[Start Provided entries]
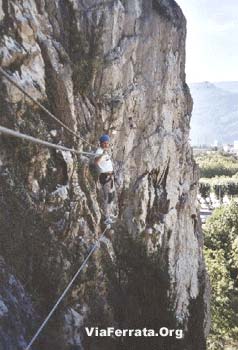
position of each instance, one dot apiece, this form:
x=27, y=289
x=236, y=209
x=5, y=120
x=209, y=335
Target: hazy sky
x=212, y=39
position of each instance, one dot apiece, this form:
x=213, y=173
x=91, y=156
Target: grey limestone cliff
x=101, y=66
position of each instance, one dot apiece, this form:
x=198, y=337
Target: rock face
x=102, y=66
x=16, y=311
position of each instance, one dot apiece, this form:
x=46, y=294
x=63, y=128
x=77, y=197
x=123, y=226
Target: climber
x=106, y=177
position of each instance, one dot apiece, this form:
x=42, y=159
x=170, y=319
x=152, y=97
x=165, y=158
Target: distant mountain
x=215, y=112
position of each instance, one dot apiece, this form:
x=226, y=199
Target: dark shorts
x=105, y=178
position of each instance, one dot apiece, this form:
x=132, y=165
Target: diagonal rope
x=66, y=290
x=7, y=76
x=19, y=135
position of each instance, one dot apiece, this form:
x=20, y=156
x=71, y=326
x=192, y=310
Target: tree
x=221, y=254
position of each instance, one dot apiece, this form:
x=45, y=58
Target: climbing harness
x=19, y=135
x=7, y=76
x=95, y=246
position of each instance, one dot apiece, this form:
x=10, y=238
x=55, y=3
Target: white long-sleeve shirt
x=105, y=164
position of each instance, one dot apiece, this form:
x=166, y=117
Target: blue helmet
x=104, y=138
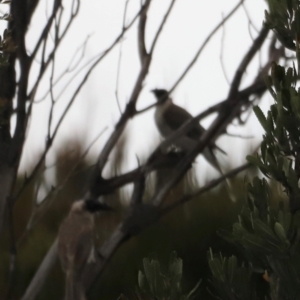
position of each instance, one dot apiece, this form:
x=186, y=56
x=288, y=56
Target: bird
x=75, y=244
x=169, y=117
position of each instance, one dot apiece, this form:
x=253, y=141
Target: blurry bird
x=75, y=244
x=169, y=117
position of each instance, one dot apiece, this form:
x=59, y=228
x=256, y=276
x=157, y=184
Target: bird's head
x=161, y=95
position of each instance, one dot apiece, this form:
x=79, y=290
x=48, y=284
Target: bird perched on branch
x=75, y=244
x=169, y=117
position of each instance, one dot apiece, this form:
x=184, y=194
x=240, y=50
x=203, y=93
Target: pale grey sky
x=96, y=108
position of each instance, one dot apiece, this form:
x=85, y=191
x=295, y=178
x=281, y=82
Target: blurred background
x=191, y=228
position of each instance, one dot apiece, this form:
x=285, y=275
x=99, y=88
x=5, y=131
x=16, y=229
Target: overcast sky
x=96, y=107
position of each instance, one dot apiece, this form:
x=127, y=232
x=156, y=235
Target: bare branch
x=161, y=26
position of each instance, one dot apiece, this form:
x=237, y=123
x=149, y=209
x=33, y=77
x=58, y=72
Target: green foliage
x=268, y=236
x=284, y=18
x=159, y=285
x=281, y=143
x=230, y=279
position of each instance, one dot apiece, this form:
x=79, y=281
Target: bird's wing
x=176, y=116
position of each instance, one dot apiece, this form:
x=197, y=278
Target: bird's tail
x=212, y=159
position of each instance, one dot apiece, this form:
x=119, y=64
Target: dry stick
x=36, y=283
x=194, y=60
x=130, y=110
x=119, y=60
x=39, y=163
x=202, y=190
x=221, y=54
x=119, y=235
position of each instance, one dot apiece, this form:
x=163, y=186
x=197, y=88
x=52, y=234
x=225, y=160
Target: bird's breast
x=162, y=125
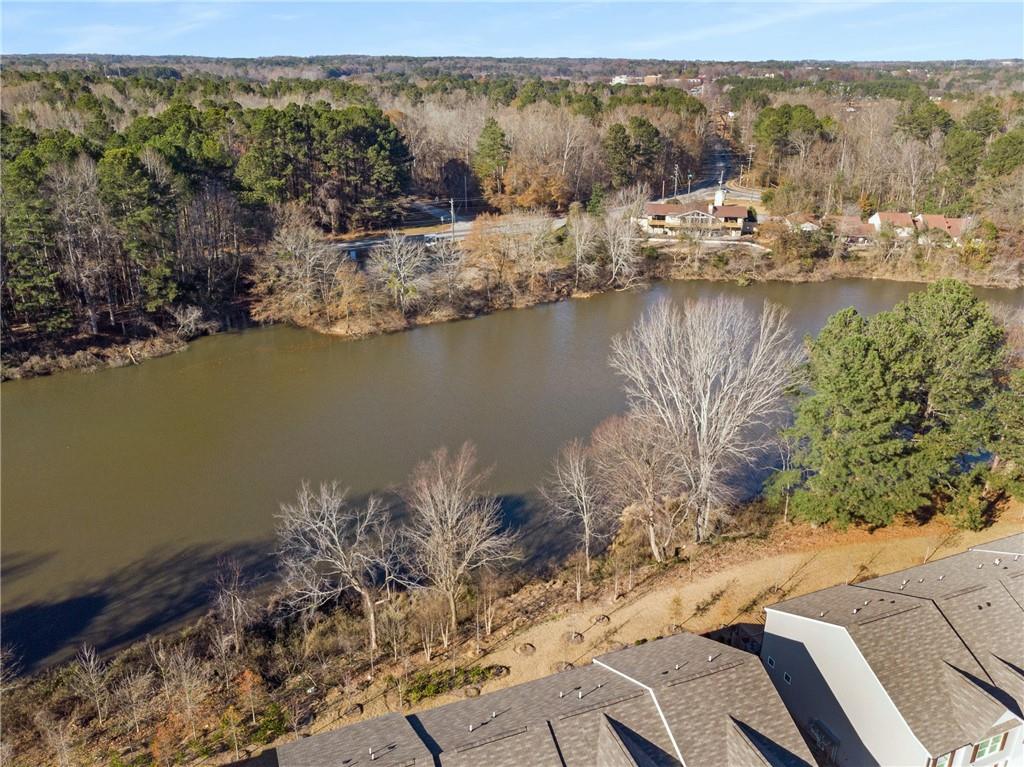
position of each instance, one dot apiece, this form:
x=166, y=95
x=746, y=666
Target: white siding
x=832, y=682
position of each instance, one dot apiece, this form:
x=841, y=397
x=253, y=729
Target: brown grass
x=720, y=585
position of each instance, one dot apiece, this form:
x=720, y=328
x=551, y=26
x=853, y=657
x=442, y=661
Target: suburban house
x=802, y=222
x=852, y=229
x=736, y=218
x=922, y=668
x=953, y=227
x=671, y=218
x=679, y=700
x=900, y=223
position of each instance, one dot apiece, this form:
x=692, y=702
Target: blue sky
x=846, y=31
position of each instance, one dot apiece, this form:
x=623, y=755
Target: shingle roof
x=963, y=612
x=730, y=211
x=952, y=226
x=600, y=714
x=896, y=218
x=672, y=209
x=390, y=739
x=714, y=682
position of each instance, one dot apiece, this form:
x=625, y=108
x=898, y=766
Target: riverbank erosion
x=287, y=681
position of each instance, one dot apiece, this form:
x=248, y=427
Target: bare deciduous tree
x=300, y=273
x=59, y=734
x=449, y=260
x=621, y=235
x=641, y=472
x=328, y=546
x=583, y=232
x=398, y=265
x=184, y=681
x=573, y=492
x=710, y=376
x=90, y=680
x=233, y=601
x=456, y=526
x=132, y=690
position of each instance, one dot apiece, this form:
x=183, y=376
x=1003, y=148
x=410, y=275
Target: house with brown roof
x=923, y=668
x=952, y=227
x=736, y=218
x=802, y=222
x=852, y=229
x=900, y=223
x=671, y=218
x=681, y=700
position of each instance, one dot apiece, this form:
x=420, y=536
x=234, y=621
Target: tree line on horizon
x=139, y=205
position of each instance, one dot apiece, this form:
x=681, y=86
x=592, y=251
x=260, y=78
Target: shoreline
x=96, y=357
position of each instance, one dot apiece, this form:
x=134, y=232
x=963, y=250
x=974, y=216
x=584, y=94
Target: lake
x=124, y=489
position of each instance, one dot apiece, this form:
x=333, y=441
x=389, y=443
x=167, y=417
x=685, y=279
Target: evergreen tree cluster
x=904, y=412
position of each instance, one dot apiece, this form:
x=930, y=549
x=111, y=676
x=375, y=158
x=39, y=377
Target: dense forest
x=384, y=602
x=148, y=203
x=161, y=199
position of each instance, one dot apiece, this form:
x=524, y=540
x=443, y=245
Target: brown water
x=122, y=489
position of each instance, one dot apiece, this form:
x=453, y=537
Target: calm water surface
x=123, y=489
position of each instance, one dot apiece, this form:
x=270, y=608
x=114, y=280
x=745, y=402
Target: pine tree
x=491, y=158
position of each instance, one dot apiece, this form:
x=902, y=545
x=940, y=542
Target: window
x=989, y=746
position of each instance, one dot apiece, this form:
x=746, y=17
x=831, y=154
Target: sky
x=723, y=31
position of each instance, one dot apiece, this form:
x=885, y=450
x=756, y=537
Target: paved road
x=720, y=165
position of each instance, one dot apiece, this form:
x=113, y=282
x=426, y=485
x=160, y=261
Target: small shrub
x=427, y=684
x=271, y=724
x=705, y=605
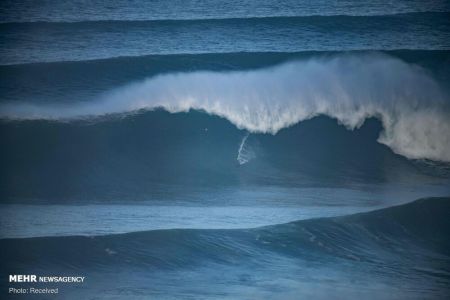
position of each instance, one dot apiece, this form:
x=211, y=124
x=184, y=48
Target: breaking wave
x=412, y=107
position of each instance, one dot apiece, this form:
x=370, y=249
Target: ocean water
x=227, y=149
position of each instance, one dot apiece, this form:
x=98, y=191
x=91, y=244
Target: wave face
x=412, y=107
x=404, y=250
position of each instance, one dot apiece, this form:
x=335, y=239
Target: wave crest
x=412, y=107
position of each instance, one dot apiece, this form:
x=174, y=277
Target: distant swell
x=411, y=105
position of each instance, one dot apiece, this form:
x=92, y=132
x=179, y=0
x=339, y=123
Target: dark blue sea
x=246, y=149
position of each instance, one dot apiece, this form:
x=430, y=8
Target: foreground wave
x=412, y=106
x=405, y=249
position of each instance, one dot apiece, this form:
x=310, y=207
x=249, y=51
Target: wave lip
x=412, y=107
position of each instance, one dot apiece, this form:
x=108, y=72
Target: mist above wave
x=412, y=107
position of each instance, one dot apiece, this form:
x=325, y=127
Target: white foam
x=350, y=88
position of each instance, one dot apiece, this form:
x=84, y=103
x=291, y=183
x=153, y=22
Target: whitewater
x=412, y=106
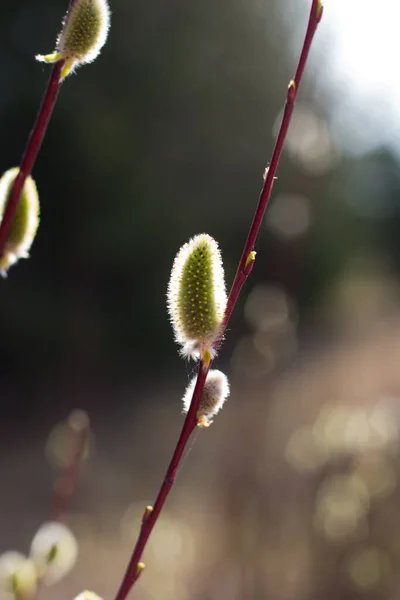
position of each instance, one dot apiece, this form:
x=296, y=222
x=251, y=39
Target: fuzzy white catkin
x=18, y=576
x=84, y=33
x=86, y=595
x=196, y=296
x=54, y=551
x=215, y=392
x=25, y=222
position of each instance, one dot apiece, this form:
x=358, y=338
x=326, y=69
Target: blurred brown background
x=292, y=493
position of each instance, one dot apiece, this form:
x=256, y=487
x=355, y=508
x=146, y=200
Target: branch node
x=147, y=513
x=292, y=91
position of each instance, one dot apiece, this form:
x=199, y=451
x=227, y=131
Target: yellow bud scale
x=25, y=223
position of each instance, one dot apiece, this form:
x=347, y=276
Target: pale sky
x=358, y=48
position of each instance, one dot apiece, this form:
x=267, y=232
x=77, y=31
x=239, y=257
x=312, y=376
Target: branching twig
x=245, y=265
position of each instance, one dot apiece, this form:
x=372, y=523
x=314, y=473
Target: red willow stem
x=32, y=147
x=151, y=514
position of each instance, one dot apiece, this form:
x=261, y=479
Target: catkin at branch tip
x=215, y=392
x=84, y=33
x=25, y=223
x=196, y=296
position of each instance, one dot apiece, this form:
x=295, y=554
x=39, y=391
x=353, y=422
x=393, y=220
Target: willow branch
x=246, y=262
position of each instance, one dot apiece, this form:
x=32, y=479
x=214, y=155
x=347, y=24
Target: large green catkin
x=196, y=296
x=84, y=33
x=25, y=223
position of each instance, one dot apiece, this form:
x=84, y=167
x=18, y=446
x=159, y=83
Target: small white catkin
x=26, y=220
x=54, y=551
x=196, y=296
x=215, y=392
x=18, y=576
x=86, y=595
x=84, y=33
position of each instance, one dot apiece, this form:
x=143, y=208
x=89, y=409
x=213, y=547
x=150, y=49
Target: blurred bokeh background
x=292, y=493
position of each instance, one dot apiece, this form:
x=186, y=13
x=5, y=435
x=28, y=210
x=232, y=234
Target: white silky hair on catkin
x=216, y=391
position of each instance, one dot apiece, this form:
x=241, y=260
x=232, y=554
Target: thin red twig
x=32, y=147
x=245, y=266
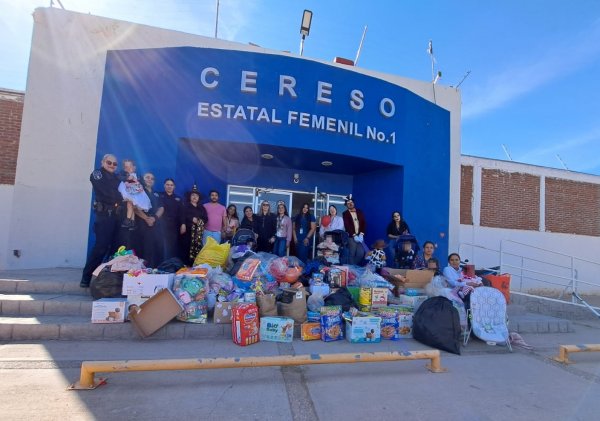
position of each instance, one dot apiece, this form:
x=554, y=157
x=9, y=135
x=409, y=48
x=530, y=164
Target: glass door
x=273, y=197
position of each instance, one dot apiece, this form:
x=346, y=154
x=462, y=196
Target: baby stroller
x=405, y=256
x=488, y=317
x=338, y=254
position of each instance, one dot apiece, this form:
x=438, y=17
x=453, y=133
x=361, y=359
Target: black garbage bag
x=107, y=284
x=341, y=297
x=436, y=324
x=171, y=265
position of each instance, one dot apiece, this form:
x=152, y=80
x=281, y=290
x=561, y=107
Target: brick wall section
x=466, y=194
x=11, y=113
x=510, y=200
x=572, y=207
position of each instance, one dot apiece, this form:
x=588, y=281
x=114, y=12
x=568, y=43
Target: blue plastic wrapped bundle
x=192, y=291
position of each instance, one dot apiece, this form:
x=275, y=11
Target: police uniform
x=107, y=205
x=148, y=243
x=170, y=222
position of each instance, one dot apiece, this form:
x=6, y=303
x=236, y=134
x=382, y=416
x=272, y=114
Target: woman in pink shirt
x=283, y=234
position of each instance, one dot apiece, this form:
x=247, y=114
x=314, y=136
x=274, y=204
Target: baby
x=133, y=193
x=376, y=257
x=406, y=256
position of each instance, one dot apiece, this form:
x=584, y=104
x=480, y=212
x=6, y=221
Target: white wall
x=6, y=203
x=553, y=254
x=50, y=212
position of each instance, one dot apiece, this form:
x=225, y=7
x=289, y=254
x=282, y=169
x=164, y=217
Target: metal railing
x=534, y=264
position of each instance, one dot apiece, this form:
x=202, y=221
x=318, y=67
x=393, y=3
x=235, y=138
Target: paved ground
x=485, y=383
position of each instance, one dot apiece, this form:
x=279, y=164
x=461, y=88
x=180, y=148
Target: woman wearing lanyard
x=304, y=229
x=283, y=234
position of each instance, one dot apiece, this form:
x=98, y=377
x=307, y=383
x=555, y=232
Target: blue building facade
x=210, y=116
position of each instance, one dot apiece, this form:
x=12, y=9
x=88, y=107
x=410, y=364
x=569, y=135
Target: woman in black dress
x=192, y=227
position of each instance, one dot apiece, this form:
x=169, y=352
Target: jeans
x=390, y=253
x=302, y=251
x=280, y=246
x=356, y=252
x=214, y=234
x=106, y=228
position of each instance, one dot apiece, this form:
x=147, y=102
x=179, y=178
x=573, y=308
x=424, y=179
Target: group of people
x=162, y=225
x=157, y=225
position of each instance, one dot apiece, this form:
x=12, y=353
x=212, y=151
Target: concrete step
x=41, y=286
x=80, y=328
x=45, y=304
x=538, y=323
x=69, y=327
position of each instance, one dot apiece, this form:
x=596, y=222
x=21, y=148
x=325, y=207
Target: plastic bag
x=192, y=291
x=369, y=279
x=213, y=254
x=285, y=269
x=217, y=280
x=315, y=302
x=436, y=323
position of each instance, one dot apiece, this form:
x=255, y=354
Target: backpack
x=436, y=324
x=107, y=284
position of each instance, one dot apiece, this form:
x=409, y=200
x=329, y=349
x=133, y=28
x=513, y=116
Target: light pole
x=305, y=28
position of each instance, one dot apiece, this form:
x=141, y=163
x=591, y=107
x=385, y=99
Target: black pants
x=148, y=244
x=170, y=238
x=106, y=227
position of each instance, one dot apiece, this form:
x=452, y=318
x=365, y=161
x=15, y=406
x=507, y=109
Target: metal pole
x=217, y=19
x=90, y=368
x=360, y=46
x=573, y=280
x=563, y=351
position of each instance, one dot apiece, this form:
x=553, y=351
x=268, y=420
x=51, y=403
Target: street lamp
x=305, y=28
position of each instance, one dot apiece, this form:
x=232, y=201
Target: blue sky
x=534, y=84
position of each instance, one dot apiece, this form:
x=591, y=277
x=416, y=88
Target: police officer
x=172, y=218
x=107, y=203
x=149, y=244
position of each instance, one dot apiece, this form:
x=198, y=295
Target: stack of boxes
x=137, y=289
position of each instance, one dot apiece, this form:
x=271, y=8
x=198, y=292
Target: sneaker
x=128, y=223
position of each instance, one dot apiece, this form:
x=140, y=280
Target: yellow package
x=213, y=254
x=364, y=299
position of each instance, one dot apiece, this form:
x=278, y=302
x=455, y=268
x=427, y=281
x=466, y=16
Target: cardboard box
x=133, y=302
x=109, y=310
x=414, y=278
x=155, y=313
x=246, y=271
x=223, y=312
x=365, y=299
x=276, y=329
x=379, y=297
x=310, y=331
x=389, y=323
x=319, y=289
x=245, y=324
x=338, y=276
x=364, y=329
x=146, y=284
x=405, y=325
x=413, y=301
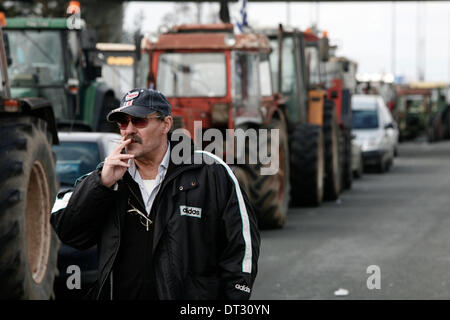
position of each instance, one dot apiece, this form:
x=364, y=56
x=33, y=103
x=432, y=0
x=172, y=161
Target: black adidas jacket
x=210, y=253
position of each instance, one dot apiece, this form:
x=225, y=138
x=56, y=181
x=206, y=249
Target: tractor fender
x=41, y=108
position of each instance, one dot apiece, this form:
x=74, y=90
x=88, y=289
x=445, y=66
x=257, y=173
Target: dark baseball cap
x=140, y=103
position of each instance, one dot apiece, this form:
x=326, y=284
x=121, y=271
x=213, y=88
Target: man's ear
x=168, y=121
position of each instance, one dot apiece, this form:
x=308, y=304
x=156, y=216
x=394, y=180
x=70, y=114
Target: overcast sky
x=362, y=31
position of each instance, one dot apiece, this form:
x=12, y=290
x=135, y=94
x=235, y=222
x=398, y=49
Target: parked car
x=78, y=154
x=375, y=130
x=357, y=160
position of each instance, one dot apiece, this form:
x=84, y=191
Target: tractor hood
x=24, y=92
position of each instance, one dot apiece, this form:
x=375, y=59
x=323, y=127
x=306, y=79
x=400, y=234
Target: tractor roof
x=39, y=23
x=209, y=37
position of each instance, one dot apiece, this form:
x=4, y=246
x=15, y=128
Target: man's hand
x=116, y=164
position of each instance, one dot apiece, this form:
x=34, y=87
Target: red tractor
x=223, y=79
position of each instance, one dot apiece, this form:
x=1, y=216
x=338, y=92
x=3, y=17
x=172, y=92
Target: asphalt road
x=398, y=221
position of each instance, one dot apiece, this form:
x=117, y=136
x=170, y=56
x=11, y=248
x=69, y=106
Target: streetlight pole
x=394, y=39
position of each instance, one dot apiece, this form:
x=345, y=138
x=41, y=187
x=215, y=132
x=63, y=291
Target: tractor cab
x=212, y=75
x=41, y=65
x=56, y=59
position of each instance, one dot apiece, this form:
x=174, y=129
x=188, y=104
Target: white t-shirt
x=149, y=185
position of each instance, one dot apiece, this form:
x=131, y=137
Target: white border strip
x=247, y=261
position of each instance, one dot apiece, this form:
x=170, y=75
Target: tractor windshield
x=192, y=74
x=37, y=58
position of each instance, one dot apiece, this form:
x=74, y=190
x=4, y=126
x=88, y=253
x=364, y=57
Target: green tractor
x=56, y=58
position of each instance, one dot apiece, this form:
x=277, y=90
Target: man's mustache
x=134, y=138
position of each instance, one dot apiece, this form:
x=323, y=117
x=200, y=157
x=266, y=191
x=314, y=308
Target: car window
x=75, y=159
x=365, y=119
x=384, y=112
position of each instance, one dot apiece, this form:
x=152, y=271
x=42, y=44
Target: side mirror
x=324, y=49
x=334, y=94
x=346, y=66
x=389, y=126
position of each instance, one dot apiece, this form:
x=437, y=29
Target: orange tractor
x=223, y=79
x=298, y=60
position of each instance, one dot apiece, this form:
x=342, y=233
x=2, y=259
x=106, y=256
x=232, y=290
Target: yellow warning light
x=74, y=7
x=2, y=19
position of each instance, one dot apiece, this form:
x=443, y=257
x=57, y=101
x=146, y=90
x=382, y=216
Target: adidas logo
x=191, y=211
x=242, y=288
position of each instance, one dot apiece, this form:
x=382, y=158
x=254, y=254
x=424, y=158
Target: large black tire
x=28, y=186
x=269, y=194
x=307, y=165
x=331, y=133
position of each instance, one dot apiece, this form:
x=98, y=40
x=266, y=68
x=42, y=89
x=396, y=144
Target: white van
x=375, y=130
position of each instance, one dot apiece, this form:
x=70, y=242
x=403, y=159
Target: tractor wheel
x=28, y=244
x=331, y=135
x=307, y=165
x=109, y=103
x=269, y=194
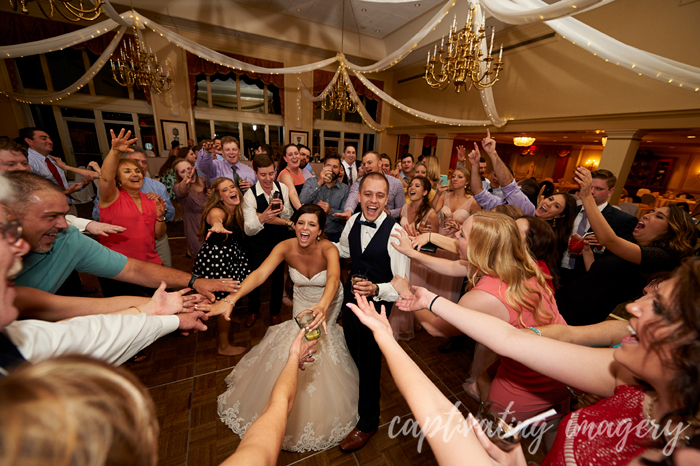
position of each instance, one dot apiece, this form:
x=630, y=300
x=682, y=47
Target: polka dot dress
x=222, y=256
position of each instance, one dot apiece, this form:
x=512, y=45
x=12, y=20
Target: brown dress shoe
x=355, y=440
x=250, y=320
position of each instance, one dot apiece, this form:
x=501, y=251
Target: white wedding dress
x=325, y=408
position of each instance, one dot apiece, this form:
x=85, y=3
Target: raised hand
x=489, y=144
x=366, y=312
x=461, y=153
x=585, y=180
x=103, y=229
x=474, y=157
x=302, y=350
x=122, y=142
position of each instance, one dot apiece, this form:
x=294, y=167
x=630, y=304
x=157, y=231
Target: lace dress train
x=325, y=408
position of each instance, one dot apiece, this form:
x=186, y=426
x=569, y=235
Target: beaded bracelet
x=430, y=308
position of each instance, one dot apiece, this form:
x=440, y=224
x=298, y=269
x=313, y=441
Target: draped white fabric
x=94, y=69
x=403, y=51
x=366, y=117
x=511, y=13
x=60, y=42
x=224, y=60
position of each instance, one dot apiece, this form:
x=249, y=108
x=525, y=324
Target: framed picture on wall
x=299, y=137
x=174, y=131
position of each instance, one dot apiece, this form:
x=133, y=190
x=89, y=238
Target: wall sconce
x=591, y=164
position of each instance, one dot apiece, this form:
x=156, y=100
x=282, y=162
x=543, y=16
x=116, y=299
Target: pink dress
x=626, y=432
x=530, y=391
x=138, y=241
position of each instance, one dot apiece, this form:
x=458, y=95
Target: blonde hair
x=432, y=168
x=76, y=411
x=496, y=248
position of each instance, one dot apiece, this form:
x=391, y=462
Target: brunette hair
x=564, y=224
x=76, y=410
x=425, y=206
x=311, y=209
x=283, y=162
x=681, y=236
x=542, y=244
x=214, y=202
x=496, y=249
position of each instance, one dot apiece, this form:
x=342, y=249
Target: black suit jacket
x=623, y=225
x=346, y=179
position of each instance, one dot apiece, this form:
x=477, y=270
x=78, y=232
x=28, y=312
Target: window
[End Provided entries]
Exercise:
Pick out every line of the records above that contains the string "shirt", matching case exactly, and copy each one.

Exercise result:
Target: white long-sleeve shirt
Target: woman in pink shirt
Target: white t-shirt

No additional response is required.